> _DIRECTIONS_: Report every line of the listing below that contains the word "screen".

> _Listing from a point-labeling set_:

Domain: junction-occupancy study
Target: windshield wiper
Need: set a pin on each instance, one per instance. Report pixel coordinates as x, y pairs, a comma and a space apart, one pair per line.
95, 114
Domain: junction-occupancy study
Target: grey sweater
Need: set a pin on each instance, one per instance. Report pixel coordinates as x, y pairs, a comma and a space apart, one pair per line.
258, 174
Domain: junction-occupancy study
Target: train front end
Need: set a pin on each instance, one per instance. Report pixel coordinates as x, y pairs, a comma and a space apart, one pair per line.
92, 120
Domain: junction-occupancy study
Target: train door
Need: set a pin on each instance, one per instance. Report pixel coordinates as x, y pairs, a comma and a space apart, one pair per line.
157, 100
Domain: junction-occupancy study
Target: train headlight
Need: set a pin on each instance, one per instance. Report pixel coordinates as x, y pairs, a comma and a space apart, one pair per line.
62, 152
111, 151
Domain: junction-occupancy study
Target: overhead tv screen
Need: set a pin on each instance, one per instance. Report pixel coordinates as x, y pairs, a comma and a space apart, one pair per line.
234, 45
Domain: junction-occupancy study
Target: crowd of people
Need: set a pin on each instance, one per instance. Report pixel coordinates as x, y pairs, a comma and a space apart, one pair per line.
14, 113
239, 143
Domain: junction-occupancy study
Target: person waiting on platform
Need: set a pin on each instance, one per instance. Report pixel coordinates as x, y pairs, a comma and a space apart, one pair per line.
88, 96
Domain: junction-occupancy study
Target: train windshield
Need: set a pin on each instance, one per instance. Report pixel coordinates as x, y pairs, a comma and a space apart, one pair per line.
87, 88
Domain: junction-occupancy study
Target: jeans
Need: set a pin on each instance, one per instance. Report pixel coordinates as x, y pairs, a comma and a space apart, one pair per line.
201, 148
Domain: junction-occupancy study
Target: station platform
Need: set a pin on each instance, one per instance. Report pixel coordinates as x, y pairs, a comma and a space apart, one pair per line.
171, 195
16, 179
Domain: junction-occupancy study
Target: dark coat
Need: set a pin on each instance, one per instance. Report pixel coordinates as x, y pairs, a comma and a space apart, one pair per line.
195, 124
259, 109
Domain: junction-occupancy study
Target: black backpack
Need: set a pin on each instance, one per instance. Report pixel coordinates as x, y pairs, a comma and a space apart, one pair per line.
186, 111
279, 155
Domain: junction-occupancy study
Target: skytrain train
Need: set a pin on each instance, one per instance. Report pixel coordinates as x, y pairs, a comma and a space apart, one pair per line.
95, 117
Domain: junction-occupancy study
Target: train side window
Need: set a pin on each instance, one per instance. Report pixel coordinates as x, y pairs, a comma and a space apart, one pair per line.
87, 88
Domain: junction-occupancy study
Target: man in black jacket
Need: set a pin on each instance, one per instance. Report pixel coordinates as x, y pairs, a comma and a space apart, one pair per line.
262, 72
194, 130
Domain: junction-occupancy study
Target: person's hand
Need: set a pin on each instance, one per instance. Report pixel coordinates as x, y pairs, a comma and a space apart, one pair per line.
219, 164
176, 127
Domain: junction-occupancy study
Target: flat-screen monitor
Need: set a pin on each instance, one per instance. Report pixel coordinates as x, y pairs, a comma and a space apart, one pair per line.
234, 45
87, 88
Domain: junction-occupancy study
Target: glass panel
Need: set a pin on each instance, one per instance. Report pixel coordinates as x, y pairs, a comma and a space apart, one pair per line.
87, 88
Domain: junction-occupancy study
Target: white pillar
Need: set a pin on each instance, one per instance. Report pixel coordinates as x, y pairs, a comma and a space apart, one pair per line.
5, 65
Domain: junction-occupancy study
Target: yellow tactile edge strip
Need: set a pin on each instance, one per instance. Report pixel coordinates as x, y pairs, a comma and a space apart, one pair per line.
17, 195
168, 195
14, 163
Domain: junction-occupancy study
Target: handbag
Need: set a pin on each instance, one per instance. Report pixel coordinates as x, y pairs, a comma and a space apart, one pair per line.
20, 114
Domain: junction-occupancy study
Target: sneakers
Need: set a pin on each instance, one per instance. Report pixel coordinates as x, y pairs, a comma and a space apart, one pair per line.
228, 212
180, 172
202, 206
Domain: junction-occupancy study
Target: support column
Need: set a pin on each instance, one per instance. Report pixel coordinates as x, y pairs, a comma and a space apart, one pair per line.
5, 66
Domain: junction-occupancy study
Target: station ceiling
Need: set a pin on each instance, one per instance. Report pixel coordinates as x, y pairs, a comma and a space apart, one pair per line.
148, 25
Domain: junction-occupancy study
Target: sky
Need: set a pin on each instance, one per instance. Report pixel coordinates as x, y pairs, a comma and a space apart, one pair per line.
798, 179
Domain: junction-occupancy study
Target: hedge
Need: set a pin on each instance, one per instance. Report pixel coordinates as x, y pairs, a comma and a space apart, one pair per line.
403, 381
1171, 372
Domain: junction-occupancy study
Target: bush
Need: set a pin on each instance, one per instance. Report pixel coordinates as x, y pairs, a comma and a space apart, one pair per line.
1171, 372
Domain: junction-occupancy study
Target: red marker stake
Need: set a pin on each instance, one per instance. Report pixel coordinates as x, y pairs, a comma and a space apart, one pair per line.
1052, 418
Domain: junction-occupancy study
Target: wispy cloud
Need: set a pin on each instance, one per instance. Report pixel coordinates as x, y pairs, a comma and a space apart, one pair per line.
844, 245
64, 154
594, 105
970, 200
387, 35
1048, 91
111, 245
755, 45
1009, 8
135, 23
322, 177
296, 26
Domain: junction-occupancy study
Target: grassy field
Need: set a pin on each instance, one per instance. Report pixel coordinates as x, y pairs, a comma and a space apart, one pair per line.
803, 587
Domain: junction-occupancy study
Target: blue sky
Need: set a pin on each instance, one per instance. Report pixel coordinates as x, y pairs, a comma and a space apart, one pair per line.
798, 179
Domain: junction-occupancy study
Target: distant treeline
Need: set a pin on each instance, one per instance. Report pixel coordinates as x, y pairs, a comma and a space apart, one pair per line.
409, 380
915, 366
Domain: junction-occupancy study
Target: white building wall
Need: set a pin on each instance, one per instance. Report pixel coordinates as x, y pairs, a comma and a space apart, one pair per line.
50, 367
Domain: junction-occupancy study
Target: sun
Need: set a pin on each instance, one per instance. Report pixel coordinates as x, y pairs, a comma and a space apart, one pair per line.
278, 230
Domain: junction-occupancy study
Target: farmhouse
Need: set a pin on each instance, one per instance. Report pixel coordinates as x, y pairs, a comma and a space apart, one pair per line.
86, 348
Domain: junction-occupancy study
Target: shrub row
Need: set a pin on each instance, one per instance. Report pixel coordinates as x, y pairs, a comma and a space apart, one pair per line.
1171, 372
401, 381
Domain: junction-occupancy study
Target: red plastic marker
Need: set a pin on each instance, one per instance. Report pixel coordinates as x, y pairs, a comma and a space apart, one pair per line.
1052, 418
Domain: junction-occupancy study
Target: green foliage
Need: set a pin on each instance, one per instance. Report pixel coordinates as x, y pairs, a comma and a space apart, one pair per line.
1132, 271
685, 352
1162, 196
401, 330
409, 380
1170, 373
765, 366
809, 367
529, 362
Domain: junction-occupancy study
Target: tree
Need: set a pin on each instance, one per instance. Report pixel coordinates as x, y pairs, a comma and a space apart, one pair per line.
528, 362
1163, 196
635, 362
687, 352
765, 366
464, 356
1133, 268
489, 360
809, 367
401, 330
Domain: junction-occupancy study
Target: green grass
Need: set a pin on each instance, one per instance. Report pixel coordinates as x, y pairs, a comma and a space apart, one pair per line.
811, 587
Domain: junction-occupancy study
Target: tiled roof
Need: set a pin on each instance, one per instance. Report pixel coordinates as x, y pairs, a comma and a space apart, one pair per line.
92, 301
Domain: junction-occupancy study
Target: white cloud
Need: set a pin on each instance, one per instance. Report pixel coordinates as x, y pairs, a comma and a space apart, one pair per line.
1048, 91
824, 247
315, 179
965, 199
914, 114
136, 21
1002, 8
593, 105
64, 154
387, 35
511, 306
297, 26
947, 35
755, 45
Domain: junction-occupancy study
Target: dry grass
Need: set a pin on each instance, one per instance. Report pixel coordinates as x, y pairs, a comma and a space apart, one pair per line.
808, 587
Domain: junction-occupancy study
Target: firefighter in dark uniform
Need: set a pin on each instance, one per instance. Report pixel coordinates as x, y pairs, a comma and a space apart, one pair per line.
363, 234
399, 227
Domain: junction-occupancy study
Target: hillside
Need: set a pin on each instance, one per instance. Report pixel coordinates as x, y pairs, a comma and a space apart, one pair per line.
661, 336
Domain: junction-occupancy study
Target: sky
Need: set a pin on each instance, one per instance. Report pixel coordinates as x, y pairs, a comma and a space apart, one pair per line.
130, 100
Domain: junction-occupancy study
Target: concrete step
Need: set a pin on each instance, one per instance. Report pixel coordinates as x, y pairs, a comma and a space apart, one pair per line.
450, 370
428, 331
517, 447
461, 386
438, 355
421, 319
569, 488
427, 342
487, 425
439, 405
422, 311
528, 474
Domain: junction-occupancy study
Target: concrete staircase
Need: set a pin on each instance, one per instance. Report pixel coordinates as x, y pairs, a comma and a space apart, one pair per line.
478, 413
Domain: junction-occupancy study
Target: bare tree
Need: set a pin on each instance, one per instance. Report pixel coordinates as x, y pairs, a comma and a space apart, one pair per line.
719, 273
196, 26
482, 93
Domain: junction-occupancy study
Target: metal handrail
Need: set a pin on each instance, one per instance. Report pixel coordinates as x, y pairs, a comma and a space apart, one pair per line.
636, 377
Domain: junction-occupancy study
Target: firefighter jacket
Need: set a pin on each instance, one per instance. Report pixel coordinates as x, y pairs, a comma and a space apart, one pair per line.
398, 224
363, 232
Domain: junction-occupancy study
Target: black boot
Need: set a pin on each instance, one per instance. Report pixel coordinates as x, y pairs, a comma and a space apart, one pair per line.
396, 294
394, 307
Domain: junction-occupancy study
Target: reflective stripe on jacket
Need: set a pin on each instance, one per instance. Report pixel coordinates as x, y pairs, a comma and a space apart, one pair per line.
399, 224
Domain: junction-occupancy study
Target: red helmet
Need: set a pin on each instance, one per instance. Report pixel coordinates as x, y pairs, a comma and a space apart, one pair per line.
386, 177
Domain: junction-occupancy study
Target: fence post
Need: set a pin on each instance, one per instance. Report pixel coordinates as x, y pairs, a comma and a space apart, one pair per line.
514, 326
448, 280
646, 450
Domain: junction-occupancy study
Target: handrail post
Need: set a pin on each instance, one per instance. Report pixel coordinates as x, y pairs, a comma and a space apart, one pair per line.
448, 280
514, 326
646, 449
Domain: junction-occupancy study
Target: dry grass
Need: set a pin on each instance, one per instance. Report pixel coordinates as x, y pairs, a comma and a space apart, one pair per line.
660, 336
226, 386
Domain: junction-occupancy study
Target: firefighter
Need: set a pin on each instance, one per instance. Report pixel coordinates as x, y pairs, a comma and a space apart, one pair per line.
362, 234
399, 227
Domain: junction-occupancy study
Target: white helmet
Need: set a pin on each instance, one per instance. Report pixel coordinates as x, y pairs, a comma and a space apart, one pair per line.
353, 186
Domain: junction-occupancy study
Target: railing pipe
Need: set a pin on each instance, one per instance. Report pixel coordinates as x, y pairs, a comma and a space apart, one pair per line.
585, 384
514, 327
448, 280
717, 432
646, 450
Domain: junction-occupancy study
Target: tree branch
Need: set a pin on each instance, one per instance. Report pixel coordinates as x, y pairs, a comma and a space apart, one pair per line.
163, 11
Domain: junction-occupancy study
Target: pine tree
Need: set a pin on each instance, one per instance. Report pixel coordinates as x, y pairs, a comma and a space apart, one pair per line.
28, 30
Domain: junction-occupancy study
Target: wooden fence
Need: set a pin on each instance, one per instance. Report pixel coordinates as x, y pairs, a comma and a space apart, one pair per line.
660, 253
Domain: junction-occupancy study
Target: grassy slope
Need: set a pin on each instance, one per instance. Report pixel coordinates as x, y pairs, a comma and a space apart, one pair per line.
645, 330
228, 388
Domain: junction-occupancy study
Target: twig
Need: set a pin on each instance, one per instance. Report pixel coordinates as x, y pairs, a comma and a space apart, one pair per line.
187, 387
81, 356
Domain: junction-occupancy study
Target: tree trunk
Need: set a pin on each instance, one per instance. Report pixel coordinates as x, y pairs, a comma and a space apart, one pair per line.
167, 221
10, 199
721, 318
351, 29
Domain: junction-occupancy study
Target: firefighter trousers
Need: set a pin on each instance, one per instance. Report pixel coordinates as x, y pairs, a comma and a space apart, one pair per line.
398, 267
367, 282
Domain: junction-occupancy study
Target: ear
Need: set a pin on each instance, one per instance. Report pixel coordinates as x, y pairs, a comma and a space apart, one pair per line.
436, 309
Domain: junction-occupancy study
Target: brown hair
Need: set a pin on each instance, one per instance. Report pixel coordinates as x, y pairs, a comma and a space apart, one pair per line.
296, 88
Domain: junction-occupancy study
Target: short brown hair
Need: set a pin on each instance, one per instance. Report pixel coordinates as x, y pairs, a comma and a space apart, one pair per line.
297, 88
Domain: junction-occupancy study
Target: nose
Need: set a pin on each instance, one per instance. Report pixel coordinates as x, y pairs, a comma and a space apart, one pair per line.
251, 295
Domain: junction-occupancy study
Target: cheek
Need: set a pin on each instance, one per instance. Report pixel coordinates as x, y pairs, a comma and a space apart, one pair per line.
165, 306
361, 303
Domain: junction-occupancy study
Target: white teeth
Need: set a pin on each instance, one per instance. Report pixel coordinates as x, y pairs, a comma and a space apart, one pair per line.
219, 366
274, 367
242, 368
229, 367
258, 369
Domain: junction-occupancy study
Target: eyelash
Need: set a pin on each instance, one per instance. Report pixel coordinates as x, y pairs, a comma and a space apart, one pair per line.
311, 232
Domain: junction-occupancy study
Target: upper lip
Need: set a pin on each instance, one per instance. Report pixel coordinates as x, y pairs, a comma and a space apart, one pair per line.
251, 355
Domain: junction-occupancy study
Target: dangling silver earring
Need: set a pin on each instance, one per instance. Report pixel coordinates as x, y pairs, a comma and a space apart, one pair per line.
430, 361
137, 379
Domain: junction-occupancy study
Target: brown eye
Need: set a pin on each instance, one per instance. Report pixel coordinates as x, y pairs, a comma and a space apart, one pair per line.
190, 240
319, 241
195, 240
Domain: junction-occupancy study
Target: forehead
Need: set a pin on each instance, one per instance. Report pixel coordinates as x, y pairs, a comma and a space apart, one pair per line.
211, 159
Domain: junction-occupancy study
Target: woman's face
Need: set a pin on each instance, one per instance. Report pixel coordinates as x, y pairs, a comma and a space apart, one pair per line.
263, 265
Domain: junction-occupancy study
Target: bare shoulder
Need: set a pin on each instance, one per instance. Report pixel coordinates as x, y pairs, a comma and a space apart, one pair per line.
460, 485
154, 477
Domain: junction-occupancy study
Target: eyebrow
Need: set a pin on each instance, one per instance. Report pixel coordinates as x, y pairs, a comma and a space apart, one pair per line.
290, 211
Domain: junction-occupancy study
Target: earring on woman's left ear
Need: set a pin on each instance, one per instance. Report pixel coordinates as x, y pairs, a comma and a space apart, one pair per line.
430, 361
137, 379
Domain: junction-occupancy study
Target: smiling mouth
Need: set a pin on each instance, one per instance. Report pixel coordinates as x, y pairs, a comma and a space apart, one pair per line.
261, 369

> _EXERCISE RESPONSE_:
Target: overhead tv screen
Target: flat-screen monitor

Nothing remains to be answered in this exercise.